_EXERCISE DIRECTIONS:_
Under this task are some entries; return every one of them exactly.

_GIVEN RECORDS:_
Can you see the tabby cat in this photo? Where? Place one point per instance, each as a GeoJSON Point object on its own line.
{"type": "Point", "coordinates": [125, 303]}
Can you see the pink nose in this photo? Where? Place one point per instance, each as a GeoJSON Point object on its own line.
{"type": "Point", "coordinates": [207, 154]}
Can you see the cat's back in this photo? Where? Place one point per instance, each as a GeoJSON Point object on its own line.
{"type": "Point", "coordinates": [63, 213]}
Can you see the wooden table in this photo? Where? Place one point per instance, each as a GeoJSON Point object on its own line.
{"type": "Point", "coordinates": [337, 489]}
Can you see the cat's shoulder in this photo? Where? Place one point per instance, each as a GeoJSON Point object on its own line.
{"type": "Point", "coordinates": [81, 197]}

_COMPLETE ANSWER:_
Can you see the tabby cat in this photo? Where? Place one point per instance, each as a GeoJSON Point object on its own line.
{"type": "Point", "coordinates": [125, 303]}
Can you see the pink nose in this photo? Where? Place one point per instance, each as a GeoJSON Point object on its own line.
{"type": "Point", "coordinates": [207, 154]}
Can you see the cat's back in this photo? Where? Place one point per instance, each as a GeoJSON Point object on its own line.
{"type": "Point", "coordinates": [63, 213]}
Can you see the wooden table in this photo? Where? Place one point per instance, each as a GeoJSON Point object on its own line.
{"type": "Point", "coordinates": [337, 489]}
Can you see the cat's shoulder in this photo? Where? Place one point per instance, each as a GeoJSON Point object on its own line.
{"type": "Point", "coordinates": [81, 197]}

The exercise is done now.